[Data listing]
-- Start --
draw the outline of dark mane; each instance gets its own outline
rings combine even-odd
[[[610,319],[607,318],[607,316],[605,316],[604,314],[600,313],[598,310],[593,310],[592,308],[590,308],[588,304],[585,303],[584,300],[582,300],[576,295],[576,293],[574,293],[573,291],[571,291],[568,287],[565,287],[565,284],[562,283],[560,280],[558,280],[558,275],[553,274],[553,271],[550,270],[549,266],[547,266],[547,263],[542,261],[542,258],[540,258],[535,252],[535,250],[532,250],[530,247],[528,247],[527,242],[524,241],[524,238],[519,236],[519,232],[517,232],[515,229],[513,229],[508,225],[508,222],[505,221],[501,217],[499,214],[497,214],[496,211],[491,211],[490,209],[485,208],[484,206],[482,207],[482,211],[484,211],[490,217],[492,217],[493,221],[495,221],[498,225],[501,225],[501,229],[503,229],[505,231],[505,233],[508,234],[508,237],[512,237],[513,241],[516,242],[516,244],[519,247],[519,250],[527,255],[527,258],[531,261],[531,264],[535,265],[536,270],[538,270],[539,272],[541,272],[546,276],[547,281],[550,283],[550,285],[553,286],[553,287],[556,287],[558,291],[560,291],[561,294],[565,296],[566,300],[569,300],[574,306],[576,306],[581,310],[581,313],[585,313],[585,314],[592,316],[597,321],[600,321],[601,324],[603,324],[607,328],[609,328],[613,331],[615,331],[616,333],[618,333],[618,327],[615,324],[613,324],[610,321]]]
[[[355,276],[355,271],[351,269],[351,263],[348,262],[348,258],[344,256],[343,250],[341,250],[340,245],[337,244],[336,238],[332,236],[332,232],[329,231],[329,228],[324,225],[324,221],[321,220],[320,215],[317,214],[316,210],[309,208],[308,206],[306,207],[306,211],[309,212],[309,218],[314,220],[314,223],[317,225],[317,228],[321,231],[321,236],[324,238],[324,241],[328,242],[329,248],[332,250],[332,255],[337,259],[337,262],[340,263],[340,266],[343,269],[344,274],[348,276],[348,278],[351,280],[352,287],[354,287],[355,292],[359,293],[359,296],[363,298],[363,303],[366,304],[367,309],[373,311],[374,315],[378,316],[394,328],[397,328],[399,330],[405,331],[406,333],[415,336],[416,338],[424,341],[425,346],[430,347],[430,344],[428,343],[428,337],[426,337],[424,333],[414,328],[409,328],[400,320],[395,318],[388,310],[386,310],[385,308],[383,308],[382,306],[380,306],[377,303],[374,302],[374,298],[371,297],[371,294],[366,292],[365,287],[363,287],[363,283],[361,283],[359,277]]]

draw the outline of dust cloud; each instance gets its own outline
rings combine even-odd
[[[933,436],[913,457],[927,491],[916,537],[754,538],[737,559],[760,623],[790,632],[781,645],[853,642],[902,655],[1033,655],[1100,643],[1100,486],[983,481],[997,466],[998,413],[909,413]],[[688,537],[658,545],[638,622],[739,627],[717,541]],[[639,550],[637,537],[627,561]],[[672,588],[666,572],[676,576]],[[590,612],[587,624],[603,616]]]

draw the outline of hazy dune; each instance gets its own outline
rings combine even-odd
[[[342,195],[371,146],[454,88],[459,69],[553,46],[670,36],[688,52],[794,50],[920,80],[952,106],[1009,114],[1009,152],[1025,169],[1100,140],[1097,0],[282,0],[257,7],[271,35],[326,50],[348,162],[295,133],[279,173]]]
-- End --
→ What the task asks: Give back exactly the lines running from the line containing "draw the outline of dust" through the end of the material above, both included, and nothing beyond them.

→ Response below:
draw the outline of dust cloud; each instance gets its own outline
rings combine even-odd
[[[933,436],[913,457],[927,491],[916,537],[754,538],[737,559],[760,623],[790,632],[781,645],[853,642],[902,655],[1033,655],[1100,643],[1100,486],[983,481],[997,466],[998,413],[909,413]],[[688,537],[658,545],[638,622],[739,627],[717,541]],[[639,550],[637,537],[627,561]],[[672,588],[666,572],[676,576]],[[590,612],[587,624],[603,616]]]

draw the outline of hazy dune; each instance gets its own outline
rings combine even-odd
[[[342,195],[371,146],[454,88],[459,69],[553,46],[670,36],[688,52],[794,50],[920,80],[952,106],[1009,114],[1009,152],[1025,169],[1100,140],[1097,0],[282,0],[257,7],[271,35],[326,50],[348,162],[295,133],[279,173]]]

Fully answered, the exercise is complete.